■ Instructions to follow ■
Everything from the line containing "task | identify every instance of the mountain with" to the final line of the records below should be given again exactly, and nothing else.

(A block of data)
"""

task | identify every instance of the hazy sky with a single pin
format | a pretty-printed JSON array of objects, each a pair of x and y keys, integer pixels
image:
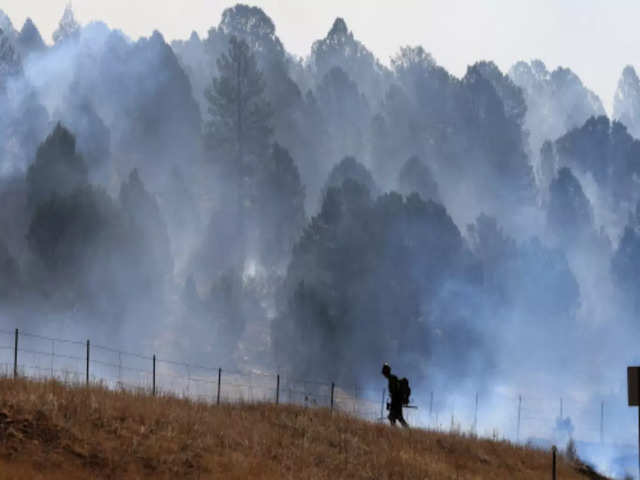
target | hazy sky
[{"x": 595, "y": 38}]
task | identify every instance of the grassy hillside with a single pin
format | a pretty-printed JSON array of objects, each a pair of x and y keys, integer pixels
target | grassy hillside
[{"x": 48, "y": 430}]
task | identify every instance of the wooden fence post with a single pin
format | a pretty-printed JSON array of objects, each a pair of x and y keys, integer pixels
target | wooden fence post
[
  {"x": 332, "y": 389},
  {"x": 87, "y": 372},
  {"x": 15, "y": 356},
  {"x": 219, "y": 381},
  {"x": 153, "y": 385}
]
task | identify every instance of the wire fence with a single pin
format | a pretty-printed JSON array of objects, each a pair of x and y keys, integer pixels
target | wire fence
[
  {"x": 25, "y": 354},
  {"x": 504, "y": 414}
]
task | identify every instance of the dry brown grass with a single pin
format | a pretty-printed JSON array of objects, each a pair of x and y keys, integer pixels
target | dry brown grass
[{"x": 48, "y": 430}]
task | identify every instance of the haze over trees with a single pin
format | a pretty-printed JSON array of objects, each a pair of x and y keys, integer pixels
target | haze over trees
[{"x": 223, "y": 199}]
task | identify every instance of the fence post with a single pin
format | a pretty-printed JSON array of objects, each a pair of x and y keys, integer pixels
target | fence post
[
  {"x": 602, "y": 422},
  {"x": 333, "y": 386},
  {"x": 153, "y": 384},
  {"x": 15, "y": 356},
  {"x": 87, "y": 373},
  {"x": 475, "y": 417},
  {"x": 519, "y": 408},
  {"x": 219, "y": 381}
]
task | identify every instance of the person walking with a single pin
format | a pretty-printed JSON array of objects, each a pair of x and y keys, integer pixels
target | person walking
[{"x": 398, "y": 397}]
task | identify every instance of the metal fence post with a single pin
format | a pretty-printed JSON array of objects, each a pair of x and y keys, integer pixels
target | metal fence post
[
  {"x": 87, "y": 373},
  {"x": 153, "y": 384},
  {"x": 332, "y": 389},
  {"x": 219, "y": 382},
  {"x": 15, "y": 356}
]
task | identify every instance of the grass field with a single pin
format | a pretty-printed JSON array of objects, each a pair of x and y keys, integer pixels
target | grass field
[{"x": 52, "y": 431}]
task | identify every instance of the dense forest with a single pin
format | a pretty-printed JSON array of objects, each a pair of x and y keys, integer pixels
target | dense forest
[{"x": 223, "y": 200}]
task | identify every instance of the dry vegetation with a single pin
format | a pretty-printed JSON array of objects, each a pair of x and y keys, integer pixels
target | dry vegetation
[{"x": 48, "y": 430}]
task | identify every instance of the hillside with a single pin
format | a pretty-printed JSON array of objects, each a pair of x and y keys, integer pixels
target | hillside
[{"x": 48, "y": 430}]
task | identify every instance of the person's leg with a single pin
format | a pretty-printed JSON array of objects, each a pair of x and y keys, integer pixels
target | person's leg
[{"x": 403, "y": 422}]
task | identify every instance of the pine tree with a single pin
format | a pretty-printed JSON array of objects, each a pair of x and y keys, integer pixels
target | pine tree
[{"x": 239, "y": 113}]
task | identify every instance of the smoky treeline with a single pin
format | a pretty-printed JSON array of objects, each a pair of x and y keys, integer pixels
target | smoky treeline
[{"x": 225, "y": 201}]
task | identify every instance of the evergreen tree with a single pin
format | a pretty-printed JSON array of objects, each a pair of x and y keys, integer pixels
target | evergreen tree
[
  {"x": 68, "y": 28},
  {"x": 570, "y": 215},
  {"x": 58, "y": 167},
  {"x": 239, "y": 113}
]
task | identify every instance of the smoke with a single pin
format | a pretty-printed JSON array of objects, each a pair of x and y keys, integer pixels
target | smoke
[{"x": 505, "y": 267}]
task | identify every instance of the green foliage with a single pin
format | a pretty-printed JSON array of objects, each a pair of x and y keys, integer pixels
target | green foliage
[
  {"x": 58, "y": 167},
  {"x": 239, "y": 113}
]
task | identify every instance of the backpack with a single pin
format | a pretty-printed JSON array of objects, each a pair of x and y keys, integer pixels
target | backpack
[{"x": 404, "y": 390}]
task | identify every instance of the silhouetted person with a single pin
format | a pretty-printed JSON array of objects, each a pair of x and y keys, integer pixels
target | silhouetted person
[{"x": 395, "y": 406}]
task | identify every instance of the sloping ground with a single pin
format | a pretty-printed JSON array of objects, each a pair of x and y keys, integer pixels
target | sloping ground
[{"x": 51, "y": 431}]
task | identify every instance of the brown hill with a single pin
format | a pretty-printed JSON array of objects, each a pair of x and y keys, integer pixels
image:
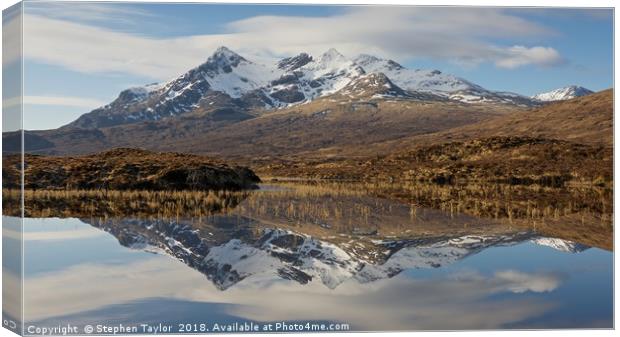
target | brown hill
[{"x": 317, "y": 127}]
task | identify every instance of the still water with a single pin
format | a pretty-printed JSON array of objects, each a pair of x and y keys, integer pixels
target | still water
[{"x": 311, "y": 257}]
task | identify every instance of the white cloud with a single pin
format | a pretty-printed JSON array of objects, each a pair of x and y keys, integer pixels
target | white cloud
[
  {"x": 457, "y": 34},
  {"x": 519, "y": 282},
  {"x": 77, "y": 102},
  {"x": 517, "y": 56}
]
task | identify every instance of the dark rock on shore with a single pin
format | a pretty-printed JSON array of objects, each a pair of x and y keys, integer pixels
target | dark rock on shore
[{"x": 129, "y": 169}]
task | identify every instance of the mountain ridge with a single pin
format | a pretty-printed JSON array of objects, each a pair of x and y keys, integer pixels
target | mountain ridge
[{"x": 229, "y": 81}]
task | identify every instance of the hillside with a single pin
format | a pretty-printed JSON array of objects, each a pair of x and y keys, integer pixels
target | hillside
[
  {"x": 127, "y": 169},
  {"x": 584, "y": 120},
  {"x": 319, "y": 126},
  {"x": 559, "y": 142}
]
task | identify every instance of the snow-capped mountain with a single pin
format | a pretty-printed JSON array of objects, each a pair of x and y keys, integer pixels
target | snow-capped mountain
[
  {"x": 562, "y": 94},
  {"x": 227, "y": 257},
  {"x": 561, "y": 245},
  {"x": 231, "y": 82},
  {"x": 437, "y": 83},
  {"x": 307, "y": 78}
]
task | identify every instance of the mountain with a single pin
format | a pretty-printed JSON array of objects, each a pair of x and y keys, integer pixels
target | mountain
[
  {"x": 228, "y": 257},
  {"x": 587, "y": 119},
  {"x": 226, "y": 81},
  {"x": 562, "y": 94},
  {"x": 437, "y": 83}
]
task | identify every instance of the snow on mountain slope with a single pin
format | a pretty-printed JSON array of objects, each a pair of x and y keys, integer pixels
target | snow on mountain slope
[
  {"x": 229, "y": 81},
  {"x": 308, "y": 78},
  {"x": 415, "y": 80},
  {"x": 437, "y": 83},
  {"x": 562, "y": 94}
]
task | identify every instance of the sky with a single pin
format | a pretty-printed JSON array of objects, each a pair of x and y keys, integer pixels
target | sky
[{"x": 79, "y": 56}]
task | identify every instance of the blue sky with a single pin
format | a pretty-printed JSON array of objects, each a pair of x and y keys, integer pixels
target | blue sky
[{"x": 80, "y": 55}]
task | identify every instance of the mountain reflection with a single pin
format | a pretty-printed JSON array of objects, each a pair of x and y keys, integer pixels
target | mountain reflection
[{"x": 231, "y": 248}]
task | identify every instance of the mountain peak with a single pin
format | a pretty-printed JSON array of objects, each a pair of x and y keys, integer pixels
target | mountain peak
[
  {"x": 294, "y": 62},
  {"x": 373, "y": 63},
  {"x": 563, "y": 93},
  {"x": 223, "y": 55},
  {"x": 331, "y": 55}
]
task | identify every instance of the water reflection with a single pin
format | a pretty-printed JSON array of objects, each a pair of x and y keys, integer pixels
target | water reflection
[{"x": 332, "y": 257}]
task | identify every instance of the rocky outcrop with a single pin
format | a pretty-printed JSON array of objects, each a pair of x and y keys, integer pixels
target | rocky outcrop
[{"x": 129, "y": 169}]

"""

■ Result of this exercise ■
task | identify every instance of the mountain with a single pin
format | a pretty-printed JSON array of objects, each a pair of x and y keys, integer pixels
target | mountain
[
  {"x": 228, "y": 257},
  {"x": 587, "y": 119},
  {"x": 226, "y": 81},
  {"x": 562, "y": 94},
  {"x": 437, "y": 83}
]
task | identify every instance of the snow on mountain slope with a single pin
format | a pretty-printed JSON array of objects, each a pair of x and y keys, integer pixels
target | snow on mountain slope
[
  {"x": 229, "y": 81},
  {"x": 308, "y": 78},
  {"x": 415, "y": 80},
  {"x": 437, "y": 83},
  {"x": 562, "y": 94}
]
task | identify every instance of the sky with a single pin
format | a pretty-printed JSON array of objects, each a pair of x and y keys, integer pixels
target | sky
[{"x": 79, "y": 56}]
task | identify every instance of the blue sky with a single pin
format | a pretty-printed JSON array of objects, each a pair of x and y keys, integer pixels
target | blue sky
[{"x": 80, "y": 55}]
task | identify every instance of the mountain reflection with a single pin
format | a pretty-printed JSON array of objects, each a pair of x and y keys, integer pixels
target | mountain reflection
[{"x": 231, "y": 248}]
task | identify every instance of the mountain peak with a single pin
format | a pretty-printed JSON array of objects, each a pair of x and y keys, integer pixels
target | mountain peak
[
  {"x": 294, "y": 62},
  {"x": 373, "y": 63},
  {"x": 563, "y": 93},
  {"x": 223, "y": 55},
  {"x": 331, "y": 55}
]
task | identify every instance of the water reflection with a single pin
format | a pretty-printed JSON array of objects, each a pair of x and y keys, integer pixels
target | water reflection
[{"x": 332, "y": 257}]
task | identify every instance of the rocky outcrop with a single pin
format | a pretty-printed JSON array of objects, each a pair of x and y keys, integer pixels
target | rocky outcrop
[{"x": 129, "y": 169}]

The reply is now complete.